* Texto proporcionado *
┌──

No se ha producido cambio alguno en el estado del tiempo desde que entramos en la provincia: un día tras otro tuvimos el mismo sol brillante que nos iba tostando cada vez más y en una de las tardes más calurosas del año 1861, a mediados de diciembre, dijimos adiós a nuestros amigos de “Las Cabezas” y con mucho pesar tomamos el camino de Gualeguay. El dueño de la estancia me llevó consigo en su coche de dos ruedas mientras su hijo y Mr. Boyd nos acompañaban a caballo. Un coche como el que acabo de mencionar, construido sólidamente y con sus ruedas bien separadas, resulta sobremanera útil en el campo: un amigo mío, Mr. Brittain, que fue, a lo que entiendo, el primero que introdujo un coche así en esta parte del mundo, solía viajar en él por distancias enormes llevando consigo dos peones y una tropilla de caballos que se turnaban en el trabajo. Nosotros hicimos las siete leguas en poco más de dos horas. Llegamos a Gualeguay a mediodía, con tiempo para comer en una fonda, propiedad de un posadero muy atento y extraordinariamente gordo. Resultó, después de las averiguaciones comunes, que la goleta no estaría lista para hacerse a la vela hasta el atardecer del día siguiente, de suerte que tuvimos casi todo un día para conocer la ciudad. Parecería ser tan grande como Nogoyá y no ofrece mayores muestras de actividad, con ser importante puerto de salida para una región de la provincia.


Era necesario sacar pasaporte si queríamos salir de la provincia, y con este objeto entramos en una casa de gran patio que cuadraba una galería con columnas: a un lado había oficinas públicas, al otro un cuartel. Los empleados se mostraron muy comedidos y en poco tiempo facilitaron los documentos. Pero las oficinas estaban muy sucias, en desorden, y muy poco se parecían a las oficinas del mismo género que pueden verse en la mayoría de las ciudades de Europa. Había una, sin embargo, adornada con un gran cuadro que representaba a Urquiza en uniforme de gala, pintado en el peor gusto y estilo y que cubría una de las paredes. La figura parecía amenazar con gesto ceñudo al pobre empleado negligente.


Hicimos después una visita a don Juan, todavía en cama desde el día en que se quebró la pierna. Mejoraba rápidamente: se alegró mucho al vernos otra vez y se excedía en agradecimientos por la ayuda que habíamos podido prestarle. Anduvimos luego de una en otra parte a eso de mediodía, pero como todos, hombres, mujeres y niños, dormían la siesta, nos pareció un poco fuera de lugar el andar así y volvimos a la posada donde acabamos por imitar el ejemplo de los demás. Como a las cuatro fuimos a comer y realizamos después una corta visita al club de la ciudad que consiste en un discreto salón con mesas de billar y otros divertimientos. Estaba lleno de hombres que parecían recrearse de veras y se mostraban muy alegres.

└──

* Descripción de la tarea *
Por favor, cita textualmente el pasaje del relato sobre Gualeguay que va desde "Era necesario sacar" hasta "pobre empleado negligente.". Los datos no intervienen en nada de esto.

* Datos proporcionados *
┌──

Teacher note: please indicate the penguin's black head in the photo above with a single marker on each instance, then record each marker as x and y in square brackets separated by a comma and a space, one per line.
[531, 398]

└──

* Respuesta *
Era necesario sacar pasaporte si queríamos salir de la provincia, y con este objeto entramos en una casa de gran patio que cuadraba una galería con columnas: a un lado había oficinas públicas, al otro un cuartel. Los empleados se mostraron muy comedidos y en poco tiempo facilitaron los documentos. Pero las oficinas estaban muy sucias, en desorden, y muy poco se parecían a las oficinas del mismo género que pueden verse en la mayoría de las ciudades de Europa. Había una, sin embargo, adornada con un gran cuadro que representaba a Urquiza en uniforme de gala, pintado en el peor gusto y estilo y que cubría una de las paredes. La figura parecía amenazar con gesto ceñudo al pobre empleado negligente.